BEGIN Provided material

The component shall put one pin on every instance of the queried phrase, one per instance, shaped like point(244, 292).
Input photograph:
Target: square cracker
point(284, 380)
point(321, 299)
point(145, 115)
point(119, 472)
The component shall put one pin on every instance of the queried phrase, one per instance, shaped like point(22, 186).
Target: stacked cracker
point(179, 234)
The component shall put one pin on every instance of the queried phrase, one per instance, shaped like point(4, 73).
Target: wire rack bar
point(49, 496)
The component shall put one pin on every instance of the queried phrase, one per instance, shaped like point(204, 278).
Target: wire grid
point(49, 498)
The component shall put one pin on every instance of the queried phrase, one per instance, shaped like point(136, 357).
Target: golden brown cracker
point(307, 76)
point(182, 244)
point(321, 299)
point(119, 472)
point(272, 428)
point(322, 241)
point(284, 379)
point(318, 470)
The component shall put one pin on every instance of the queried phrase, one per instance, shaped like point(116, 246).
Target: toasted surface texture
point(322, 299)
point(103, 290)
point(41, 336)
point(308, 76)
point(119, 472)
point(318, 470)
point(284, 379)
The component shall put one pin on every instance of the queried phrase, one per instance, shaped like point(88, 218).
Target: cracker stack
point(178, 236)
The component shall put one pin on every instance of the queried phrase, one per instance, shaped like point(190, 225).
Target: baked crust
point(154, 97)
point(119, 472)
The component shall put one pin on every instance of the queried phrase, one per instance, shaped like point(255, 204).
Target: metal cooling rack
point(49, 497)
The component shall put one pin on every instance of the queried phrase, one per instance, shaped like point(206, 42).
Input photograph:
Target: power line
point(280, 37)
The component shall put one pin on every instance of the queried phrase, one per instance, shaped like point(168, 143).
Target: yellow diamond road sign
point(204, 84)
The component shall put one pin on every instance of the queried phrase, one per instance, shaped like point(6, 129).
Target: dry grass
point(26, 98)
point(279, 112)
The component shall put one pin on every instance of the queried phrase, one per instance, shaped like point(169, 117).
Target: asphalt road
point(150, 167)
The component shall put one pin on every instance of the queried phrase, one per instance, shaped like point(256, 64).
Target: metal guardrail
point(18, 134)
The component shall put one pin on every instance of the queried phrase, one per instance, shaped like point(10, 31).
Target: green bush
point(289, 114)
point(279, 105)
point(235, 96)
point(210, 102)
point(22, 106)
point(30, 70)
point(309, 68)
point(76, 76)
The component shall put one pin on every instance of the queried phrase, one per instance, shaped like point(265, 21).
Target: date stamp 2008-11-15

END Provided material

> _Work to complete_
Transcribe all records exactly as written.

> _Task response_
The component shall put one pin on every instance of the queried phrase, one per instance, shaped like point(244, 292).
Input photograph:
Target: square cracker
point(284, 380)
point(321, 299)
point(145, 115)
point(119, 472)
The component shall put one pin on every instance of the queried phrase, one per instance, shaped like point(22, 186).
Target: stacked cracker
point(179, 234)
The component shall put one pin on every instance of the queried phrase, one per instance, shaped like point(4, 73).
Target: wire rack bar
point(49, 496)
The component shall put one pin on every instance of the queried phrase, one per instance, shaped like point(204, 278).
Target: wire grid
point(49, 498)
The component shall put one pin on every instance of the queried phrase, one per instance, shaped like point(136, 357).
Target: golden brown cracker
point(307, 76)
point(182, 244)
point(321, 299)
point(119, 472)
point(272, 428)
point(322, 241)
point(284, 379)
point(318, 470)
The component shall put one pin on every instance of the queried phrase, one per instance, shaped like point(116, 246).
Target: toasted surface texture
point(322, 299)
point(103, 290)
point(41, 336)
point(308, 76)
point(119, 472)
point(318, 470)
point(284, 379)
The component shall put one pin on every instance of the queried phrase, one per instance, shaped like point(88, 218).
Target: cracker stack
point(178, 236)
The component shall put one pin on every instance of the queried phrase, one per instance, shaped like point(190, 225).
Target: baked crust
point(154, 97)
point(119, 472)
The component shall put one pin on every instance of the queried phrase, one per instance, shaped like point(255, 204).
Target: metal cooling rack
point(49, 497)
The component shall put one pin on every instance of the queried phrase, one per instance, shaped like point(206, 42).
Input photograph:
Target: power line
point(280, 37)
The component shall put one pin on every instance of the queried phrase, one per instance, shaped like point(168, 143).
Target: yellow diamond road sign
point(204, 84)
The component shall put one pin on every instance of the queried phrase, one per instance, shaped like point(6, 129).
Target: dry grass
point(26, 98)
point(279, 112)
The component shall put one pin on every instance of the queried phrase, one per instance, shaped like point(169, 117).
Target: asphalt road
point(150, 167)
The component shall put one pin on every instance of the queried phrase, one per instance, shaped like point(256, 64).
Target: metal guardrail
point(18, 134)
The component shall put one pin on every instance of the queried phrase, one per instance, shaped like point(10, 31).
Target: green bush
point(289, 114)
point(279, 105)
point(235, 96)
point(210, 102)
point(22, 106)
point(30, 70)
point(309, 68)
point(76, 76)
The component shall put one pin on every instance of the queried phrase, one per instance, shaped like point(265, 21).
Target: date stamp 2008-11-15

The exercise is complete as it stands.